**Tasks to complete**:
A. In the Dervla Murphy passage, what is the title of the book the writer puts down?
B. Reproduce word for word the portion of the Dervla Murphy passage between "UNIVERSITY ASSIGNMENT 5" and "see what happens.", inclusive.

UNIVERSITY ASSIGNMENT 5
Dervla Murphy had just ascended from 3000ft to 7000ft in the Cameroonian highlands,claiming it a ‘glorious 5 hour climb’ in her book ‘Cameroon with Egbert’. I put my book down and wondered what it was actually like to just walk off into the wilderness, destination unfixed, camping wherever one happened to be when dusk approached. I had a couple of days off, so sitting there, warm in my bed, I decided that tomorrow I’d do just that; pack my kit and wander off into the bush and see what happens.

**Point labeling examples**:
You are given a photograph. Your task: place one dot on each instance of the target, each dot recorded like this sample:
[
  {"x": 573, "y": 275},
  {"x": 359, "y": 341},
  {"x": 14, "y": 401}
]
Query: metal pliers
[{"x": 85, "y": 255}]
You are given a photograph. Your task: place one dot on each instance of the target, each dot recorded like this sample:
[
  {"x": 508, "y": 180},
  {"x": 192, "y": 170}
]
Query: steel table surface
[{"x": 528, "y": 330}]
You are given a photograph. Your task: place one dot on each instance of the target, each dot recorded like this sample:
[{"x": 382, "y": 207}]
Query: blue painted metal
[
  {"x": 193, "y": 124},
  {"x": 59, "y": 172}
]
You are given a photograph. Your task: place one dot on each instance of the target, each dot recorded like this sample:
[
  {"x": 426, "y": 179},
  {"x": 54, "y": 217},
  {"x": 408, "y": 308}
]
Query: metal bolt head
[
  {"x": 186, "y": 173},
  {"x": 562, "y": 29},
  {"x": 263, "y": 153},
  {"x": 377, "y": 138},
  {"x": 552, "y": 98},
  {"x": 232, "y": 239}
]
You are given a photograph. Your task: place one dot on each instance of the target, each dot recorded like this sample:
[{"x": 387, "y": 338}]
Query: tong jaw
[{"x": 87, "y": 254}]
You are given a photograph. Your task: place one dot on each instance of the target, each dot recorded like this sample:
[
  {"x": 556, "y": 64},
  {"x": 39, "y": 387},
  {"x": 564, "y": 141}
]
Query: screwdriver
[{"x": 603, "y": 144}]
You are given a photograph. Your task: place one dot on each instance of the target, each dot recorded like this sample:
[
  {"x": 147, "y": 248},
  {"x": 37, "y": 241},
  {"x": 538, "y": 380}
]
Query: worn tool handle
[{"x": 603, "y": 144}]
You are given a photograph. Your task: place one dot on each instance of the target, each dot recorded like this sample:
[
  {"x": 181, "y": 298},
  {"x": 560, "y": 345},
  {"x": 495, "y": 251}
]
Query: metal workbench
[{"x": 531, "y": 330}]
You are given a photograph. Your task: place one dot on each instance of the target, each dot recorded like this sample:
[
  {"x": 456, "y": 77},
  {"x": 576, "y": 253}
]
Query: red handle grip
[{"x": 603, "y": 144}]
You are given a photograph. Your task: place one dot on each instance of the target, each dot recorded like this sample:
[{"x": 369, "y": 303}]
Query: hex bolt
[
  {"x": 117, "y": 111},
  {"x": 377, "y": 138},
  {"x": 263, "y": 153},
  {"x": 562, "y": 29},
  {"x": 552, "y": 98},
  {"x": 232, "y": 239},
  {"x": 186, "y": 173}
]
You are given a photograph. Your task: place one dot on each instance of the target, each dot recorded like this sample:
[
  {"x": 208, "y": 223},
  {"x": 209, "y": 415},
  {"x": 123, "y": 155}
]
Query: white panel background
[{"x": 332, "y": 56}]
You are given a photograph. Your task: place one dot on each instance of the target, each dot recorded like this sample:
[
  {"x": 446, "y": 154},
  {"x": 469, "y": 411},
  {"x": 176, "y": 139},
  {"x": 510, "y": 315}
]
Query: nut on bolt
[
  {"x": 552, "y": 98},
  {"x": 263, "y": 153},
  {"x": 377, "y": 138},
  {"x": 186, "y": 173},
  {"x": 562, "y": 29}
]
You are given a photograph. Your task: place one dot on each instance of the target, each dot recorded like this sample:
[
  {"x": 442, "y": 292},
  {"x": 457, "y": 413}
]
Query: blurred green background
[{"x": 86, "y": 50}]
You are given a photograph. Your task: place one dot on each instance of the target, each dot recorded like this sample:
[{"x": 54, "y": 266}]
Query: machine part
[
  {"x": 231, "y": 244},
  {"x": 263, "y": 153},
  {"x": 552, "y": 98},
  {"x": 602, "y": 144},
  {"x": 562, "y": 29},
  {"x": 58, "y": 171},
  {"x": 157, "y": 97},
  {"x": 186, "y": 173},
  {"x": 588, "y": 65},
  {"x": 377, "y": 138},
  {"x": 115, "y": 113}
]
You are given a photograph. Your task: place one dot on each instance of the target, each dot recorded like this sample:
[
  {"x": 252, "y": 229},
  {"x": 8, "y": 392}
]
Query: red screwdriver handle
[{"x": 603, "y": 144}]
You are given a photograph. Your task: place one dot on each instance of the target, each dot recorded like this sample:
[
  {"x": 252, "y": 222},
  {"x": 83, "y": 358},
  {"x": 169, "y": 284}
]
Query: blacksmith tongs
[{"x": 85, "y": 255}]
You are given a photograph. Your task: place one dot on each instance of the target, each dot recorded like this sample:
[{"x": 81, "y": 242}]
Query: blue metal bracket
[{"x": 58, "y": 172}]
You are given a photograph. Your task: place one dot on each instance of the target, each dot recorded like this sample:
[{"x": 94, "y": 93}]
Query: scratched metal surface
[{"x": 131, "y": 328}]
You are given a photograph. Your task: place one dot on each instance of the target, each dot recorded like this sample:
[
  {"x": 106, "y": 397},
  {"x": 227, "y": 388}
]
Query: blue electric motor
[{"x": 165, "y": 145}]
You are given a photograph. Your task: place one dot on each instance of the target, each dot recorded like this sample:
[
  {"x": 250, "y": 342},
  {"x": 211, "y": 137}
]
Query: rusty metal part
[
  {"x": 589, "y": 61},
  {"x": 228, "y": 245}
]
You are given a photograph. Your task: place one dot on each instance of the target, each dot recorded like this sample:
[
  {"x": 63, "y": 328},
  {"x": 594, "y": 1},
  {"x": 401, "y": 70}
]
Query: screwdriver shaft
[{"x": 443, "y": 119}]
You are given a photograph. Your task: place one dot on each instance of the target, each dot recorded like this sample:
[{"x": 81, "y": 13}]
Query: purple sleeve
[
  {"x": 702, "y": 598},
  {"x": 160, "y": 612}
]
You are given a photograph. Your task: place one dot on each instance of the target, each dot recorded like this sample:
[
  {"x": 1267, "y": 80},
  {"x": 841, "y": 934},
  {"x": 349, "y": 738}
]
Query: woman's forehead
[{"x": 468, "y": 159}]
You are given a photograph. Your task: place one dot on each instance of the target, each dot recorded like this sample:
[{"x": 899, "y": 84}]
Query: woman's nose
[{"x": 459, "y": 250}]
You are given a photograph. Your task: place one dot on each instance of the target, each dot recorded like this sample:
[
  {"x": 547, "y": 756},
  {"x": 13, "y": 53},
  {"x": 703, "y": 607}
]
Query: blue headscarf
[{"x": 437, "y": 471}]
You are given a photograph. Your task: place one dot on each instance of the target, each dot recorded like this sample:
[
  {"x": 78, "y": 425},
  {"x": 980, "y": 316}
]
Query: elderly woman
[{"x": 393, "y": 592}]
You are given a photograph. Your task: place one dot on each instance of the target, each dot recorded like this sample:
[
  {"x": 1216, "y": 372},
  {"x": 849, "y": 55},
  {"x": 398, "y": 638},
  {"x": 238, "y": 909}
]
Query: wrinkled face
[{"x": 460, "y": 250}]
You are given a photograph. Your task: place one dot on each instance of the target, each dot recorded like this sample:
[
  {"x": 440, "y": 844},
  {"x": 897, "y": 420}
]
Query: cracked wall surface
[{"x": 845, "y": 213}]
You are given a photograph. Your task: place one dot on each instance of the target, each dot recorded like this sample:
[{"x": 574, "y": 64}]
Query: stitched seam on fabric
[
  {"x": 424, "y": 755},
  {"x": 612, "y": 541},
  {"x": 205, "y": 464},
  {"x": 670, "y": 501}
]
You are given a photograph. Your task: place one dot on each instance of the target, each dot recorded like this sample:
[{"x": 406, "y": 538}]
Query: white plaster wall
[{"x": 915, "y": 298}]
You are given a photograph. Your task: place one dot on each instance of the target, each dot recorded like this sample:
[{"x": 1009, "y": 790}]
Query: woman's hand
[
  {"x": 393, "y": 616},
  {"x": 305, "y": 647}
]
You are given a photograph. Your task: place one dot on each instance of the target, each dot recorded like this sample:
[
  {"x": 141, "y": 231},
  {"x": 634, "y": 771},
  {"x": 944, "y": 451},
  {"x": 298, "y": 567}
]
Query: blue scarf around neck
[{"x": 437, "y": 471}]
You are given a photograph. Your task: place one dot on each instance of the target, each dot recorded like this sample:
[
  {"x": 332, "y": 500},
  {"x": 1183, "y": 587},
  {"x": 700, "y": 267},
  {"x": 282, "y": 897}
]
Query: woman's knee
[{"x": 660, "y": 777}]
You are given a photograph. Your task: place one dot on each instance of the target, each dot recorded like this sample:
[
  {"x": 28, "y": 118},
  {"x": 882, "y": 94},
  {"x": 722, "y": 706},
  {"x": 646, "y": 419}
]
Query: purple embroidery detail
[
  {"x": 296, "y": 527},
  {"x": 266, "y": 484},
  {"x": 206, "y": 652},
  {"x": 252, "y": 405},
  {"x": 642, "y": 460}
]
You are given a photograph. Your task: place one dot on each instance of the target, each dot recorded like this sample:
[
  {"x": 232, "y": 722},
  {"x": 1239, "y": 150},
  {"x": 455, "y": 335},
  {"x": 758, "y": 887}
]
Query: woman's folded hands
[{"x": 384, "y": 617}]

**Written responses**:
A. ‘Cameroon with Egbert’

B.
UNIVERSITY ASSIGNMENT 5
Dervla Murphy had just ascended from 3000ft to 7000ft in the Cameroonian highlands,claiming it a ‘glorious 5 hour climb’ in her book ‘Cameroon with Egbert’. I put my book down and wondered what it was actually like to just walk off into the wilderness, destination unfixed, camping wherever one happened to be when dusk approached. I had a couple of days off, so sitting there, warm in my bed, I decided that tomorrow I’d do just that; pack my kit and wander off into the bush and see what happens.